→ Provided information

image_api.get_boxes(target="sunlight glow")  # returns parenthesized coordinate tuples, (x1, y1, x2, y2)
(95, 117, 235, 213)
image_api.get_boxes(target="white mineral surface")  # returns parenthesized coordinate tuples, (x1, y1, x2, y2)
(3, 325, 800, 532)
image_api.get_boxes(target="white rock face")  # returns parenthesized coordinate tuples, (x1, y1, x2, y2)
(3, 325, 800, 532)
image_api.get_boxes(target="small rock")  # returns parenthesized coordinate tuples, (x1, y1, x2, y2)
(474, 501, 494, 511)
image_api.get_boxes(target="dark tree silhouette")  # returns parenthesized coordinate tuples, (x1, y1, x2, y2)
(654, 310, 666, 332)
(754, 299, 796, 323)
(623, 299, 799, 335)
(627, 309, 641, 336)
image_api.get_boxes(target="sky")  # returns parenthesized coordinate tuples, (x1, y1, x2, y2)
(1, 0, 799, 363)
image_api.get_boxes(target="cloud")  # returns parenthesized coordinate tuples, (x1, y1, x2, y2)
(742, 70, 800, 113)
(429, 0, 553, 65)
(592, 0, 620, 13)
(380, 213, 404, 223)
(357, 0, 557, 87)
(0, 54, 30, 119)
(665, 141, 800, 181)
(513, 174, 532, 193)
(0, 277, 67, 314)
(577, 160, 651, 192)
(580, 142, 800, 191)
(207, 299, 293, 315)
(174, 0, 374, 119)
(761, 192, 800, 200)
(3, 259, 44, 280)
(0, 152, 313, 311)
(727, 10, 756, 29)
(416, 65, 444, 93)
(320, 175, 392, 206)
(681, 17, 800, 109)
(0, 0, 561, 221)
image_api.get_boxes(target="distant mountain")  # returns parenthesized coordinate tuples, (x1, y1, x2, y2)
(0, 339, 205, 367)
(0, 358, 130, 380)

→ Required work
Please retype all of the material above, keeping it exact.

→ Finished exercise
image_api.get_boxes(target="sunlight glow")  # returns parenthesized coordinate tuples, (x1, y1, x2, y2)
(95, 117, 235, 213)
image_api.get_boxes(target="white mineral surface")  # returns parenthesized coordinate tuples, (x1, y1, x2, y2)
(3, 325, 800, 532)
image_api.get_boxes(target="white rock face")  # returns parenthesized coordinate tuples, (x1, y1, x2, y2)
(3, 325, 800, 532)
image_api.get_boxes(target="small rock")  # returns parenthesized coordinate tuples, (x1, y1, x2, y2)
(474, 501, 494, 511)
image_api.get_boxes(target="dark tree silhouette")  # returns parenthesized coordinate tuples, (x1, y1, x2, y2)
(654, 310, 666, 332)
(754, 299, 796, 323)
(623, 299, 799, 335)
(627, 309, 641, 336)
image_api.get_boxes(target="sky")  # returns parenthesized coordinate tuples, (x1, y1, x2, y2)
(1, 0, 799, 363)
image_api.get_boxes(target="cloud")  # returns parenthesized coordinate tuples, (x1, y1, x2, y2)
(742, 70, 800, 113)
(429, 0, 553, 65)
(592, 0, 620, 13)
(380, 213, 404, 223)
(357, 0, 557, 87)
(0, 54, 30, 119)
(665, 141, 800, 181)
(513, 174, 532, 193)
(0, 277, 67, 314)
(577, 160, 651, 192)
(580, 142, 800, 191)
(207, 299, 293, 315)
(174, 0, 374, 119)
(761, 192, 800, 200)
(3, 259, 44, 280)
(0, 152, 313, 311)
(727, 10, 756, 29)
(416, 65, 444, 93)
(320, 175, 392, 206)
(681, 17, 800, 109)
(0, 0, 561, 221)
image_api.get_boxes(target="distant mountain")  # returns parenthesized coordinate tuples, (x1, y1, x2, y2)
(0, 339, 205, 367)
(0, 358, 130, 380)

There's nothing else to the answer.